- _EXERCISE_
Tell whether each statement agrees with the report on Karachi's ethnic violence below, answering yes or no and quoting the words of the report that decide it. 1. Factory attendance averaged 40 to 50 percent. 2. Owners of goods-carriers kept their vehicles off the roads for fear of arson and looting. 3. Industries near the disturbed areas of North Karachi kept running at reduced output.
BEGIN SOURCE EXTRACT
By Parvaiz Ishfaq Rana
Friday, 01 May, 2009 | 11:53 AM PST |


As tension and panic gripped the city, public transport and goods-carriers generally remained
off the roads resulting in low attendance and loss of production for most businesses. - Online
photo



KARACHI: The ethnic violence has crippled industrial and business activity in the metropolitan city resulting in the loss of billions of rupees in production and revenue.

As tension and panic gripped the city the public transport generally remained off the roads on Thursday and the people were unable to reach their workplaces and industrial units.

The movement of goods from industrial units to the ports for export shipments was also badly affected as owners of goods-carriers did not ply their vehicles fearing arson and looting.

The five industrial estates of the city suffered badly as most of the units faced production losses owing to poor attendance of workers. On an average the attendance in factories was 40 to 50 per cent but the industries located close to disturbed areas of North Karachi totally remained out of production.
END SOURCE EXTRACT
BEGIN PROVIDED RECORDS
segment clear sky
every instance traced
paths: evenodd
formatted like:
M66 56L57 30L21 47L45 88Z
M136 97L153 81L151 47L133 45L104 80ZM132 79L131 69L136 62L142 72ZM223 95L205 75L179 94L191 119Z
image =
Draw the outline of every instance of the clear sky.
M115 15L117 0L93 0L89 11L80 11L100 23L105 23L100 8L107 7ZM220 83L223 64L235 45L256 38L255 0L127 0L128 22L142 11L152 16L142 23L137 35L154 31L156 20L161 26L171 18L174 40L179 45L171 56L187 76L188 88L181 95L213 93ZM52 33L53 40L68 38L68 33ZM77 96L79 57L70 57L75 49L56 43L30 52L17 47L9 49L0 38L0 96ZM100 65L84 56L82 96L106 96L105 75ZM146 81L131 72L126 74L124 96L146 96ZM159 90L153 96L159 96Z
END PROVIDED RECORDS
- _RIGHT ANSWER_
1. Yes: "On an average the attendance in factories was 40 to 50 per cent"
2. Yes: "owners of goods-carriers did not ply their vehicles fearing arson and looting"
3. No: "the industries located close to disturbed areas of North Karachi totally remained out of production"